Material for this task:
<<<<

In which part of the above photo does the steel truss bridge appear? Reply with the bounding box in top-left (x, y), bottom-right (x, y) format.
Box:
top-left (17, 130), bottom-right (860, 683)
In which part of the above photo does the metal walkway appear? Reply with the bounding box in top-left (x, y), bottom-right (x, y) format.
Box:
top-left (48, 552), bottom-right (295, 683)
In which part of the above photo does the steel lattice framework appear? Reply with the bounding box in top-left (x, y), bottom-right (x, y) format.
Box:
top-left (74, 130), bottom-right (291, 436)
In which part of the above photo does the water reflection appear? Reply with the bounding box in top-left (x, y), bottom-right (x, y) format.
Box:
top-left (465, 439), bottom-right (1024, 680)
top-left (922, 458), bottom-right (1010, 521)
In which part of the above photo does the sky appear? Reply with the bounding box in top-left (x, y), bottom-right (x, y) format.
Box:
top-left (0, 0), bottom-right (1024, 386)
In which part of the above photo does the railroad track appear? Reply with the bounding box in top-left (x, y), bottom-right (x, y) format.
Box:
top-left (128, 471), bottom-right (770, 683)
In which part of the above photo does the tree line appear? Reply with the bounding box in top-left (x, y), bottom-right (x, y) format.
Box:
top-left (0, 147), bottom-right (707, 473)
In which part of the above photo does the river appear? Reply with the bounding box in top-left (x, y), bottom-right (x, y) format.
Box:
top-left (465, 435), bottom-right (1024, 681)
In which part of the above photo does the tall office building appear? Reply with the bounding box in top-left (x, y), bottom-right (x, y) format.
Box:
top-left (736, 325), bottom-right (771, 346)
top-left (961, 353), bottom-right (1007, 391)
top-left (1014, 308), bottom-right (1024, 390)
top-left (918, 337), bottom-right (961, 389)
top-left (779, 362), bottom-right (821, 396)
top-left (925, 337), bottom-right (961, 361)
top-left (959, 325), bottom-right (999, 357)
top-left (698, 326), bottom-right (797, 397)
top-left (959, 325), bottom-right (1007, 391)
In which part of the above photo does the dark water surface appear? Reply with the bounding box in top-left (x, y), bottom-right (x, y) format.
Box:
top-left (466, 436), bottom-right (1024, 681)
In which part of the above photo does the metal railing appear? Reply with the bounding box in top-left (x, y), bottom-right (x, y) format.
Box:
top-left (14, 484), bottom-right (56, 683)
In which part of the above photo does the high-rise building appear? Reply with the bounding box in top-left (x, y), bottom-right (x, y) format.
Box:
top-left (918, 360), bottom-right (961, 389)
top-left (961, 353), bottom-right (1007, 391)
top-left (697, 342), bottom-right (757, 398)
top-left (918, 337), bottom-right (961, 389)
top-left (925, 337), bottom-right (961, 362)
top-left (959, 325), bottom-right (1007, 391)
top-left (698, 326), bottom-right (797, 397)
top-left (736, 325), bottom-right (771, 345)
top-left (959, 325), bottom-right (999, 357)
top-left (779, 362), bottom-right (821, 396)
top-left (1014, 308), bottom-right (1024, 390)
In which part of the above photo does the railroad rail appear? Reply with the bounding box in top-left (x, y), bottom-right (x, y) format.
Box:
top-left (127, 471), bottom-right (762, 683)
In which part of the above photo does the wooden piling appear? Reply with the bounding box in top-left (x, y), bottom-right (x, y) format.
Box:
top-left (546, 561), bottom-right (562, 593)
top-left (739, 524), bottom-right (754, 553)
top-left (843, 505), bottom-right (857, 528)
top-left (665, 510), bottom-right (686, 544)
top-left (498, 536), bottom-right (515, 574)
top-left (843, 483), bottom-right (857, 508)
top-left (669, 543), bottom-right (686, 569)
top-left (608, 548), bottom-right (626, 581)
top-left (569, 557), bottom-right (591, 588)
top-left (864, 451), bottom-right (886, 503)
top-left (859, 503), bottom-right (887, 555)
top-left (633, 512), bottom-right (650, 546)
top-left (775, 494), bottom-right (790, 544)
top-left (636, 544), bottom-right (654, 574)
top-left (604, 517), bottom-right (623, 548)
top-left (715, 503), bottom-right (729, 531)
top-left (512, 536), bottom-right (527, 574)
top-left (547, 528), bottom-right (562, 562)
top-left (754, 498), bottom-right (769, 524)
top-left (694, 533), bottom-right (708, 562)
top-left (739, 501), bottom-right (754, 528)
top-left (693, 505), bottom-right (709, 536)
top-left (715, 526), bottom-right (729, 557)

>>>>

Given exercise: Copy out every line of the data above unchanged, from the first line to the last.

Written answer:
In which part of the above photo does the steel truss bridge appear? Reply with the bounding box in top-left (x, y), bottom-right (x, y) format.
Box:
top-left (17, 130), bottom-right (860, 683)
In which part of the above photo does the metal walkway appear? Reply with the bounding box in top-left (x, y), bottom-right (x, y) format.
Box:
top-left (48, 552), bottom-right (295, 683)
In which part of the above photo does the steel lattice framework appear? Reply with the bounding box in top-left (x, y), bottom-right (x, y) format.
Box:
top-left (74, 130), bottom-right (291, 436)
In which part of the above photo does the water reflection appear? Reply with the bounding box in top-left (x, y), bottom-right (x, y) format.
Box:
top-left (465, 439), bottom-right (1024, 680)
top-left (922, 458), bottom-right (1010, 521)
In which part of the above photo does the sky appear? Reply with the bounding box in top-left (x, y), bottom-right (x, y) format.
Box:
top-left (0, 0), bottom-right (1024, 386)
In which part of the above photo does the railroad track appear? Reply with the bounding box in top-left (x, y), bottom-right (x, y) format.
Box:
top-left (128, 471), bottom-right (770, 683)
In which part of the above photo does the tree line appear? Reply with the bounding box in top-left (x, y), bottom-right (x, y) format.
Box:
top-left (0, 147), bottom-right (707, 473)
In which part of the above photo does the river appear? Reply with the bounding box in top-left (x, y), bottom-right (x, y) format.
Box:
top-left (465, 435), bottom-right (1024, 681)
In which part of the above photo does the tall office building appear? Reply with the bounding box in top-left (x, y), bottom-right (x, y) format.
Box:
top-left (736, 325), bottom-right (771, 346)
top-left (961, 353), bottom-right (1007, 391)
top-left (1014, 308), bottom-right (1024, 390)
top-left (918, 337), bottom-right (961, 389)
top-left (779, 362), bottom-right (821, 396)
top-left (925, 337), bottom-right (961, 361)
top-left (959, 325), bottom-right (999, 357)
top-left (698, 326), bottom-right (797, 397)
top-left (959, 325), bottom-right (1007, 391)
In which part of the above photo does the dark water surface appear? Reply with the bounding box in top-left (x, y), bottom-right (x, y) format.
Box:
top-left (466, 436), bottom-right (1024, 681)
In which part of the above photo does the metal railing appear? Reply with the bounding box in top-left (x, y), bottom-right (x, y) format.
Box:
top-left (14, 484), bottom-right (56, 683)
In which part of the above photo does the high-rise building appear? Reply with the bounding box in top-left (x, y), bottom-right (x, y) format.
Box:
top-left (918, 360), bottom-right (961, 389)
top-left (961, 353), bottom-right (1007, 391)
top-left (697, 342), bottom-right (757, 398)
top-left (918, 337), bottom-right (961, 389)
top-left (925, 337), bottom-right (961, 362)
top-left (959, 325), bottom-right (1007, 391)
top-left (698, 326), bottom-right (797, 397)
top-left (736, 325), bottom-right (771, 345)
top-left (959, 325), bottom-right (999, 357)
top-left (779, 362), bottom-right (821, 396)
top-left (1014, 308), bottom-right (1024, 390)
In which part of the above photo does the railroad rail appear? Reply with the bounding box in top-left (x, y), bottom-right (x, y) format.
Box:
top-left (127, 471), bottom-right (762, 683)
In which part of the above photo does the wooden piling appear? Reply with the bounding box in top-left (x, y), bottom-right (x, y) format.
Box:
top-left (546, 561), bottom-right (562, 593)
top-left (739, 524), bottom-right (754, 553)
top-left (843, 505), bottom-right (857, 528)
top-left (665, 510), bottom-right (686, 544)
top-left (498, 536), bottom-right (515, 574)
top-left (843, 483), bottom-right (857, 508)
top-left (669, 543), bottom-right (686, 569)
top-left (608, 548), bottom-right (626, 581)
top-left (569, 557), bottom-right (591, 588)
top-left (864, 451), bottom-right (886, 503)
top-left (859, 503), bottom-right (887, 555)
top-left (633, 512), bottom-right (650, 546)
top-left (775, 494), bottom-right (790, 544)
top-left (636, 544), bottom-right (654, 574)
top-left (604, 517), bottom-right (623, 548)
top-left (715, 503), bottom-right (729, 531)
top-left (512, 536), bottom-right (527, 574)
top-left (547, 528), bottom-right (562, 562)
top-left (754, 498), bottom-right (769, 524)
top-left (694, 533), bottom-right (708, 562)
top-left (739, 501), bottom-right (754, 528)
top-left (693, 505), bottom-right (709, 536)
top-left (715, 526), bottom-right (729, 557)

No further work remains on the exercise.